[Items stored from a collection]
Begin

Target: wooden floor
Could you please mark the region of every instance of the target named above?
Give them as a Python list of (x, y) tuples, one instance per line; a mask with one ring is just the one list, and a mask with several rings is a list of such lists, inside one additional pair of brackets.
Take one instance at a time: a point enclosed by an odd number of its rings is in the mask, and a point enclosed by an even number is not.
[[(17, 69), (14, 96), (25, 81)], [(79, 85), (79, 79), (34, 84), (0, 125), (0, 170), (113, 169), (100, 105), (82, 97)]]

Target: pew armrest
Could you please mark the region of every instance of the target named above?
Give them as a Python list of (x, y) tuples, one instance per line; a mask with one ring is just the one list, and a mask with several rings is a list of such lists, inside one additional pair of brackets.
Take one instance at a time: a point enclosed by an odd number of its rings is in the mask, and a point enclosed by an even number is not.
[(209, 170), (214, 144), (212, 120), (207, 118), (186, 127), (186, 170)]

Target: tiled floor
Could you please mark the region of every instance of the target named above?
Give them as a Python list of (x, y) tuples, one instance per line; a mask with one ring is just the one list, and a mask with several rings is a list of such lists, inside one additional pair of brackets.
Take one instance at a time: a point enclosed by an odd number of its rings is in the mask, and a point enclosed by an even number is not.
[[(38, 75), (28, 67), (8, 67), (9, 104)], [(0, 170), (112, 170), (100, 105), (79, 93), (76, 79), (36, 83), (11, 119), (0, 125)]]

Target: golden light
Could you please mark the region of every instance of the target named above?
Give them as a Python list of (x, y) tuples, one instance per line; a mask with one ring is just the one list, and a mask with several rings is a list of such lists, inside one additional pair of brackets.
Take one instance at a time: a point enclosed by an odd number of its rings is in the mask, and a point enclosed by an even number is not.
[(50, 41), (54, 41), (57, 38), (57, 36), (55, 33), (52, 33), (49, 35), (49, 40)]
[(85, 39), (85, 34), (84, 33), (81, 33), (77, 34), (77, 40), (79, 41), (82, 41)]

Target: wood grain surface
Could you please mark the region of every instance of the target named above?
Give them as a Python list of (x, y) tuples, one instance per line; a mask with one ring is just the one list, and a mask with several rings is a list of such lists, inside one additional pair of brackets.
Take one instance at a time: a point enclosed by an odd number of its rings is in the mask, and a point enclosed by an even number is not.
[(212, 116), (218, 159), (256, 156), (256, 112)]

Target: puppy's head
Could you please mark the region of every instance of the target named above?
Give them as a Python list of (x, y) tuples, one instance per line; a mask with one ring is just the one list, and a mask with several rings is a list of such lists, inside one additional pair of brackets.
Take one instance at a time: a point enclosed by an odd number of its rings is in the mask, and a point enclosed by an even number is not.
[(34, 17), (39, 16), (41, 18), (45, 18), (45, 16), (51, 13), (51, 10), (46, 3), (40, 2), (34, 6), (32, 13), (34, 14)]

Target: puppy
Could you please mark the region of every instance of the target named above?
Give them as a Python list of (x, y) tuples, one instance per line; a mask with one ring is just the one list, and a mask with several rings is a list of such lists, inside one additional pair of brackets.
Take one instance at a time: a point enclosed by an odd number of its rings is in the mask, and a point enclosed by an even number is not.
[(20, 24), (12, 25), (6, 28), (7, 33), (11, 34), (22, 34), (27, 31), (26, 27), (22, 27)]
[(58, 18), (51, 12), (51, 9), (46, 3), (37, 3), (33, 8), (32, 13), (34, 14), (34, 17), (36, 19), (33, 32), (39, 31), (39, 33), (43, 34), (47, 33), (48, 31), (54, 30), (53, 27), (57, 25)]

End
Begin

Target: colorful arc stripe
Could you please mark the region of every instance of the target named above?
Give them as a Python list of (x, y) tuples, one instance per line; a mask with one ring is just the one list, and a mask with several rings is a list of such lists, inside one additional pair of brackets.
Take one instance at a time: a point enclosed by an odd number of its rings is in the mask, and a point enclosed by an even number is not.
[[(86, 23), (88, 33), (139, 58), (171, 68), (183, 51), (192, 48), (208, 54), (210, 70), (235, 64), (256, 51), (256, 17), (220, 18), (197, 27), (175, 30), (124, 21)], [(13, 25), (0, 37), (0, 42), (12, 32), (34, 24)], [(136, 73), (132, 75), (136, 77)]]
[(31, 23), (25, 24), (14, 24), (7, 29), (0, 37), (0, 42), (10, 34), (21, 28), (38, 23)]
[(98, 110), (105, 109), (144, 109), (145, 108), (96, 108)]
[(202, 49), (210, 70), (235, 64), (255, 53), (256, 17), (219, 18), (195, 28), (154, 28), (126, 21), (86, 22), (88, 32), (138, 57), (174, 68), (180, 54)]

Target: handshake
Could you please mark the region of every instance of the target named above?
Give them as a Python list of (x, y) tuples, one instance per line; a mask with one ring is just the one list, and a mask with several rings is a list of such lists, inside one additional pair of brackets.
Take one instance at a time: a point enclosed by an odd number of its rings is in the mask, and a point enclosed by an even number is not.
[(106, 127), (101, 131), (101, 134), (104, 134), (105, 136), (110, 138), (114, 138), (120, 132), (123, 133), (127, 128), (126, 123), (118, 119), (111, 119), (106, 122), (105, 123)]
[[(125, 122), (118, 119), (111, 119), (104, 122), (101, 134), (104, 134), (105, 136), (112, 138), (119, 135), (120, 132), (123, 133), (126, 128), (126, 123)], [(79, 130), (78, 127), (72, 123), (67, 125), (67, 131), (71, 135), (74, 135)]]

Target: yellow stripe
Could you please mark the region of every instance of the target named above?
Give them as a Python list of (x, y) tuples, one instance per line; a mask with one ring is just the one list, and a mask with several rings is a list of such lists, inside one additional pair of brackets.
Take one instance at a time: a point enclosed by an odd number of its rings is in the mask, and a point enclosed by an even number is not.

End

THE EXERCISE: Count the lines in the material above that contain the word "floor", and give only that number.

FINISHED ANSWER: 2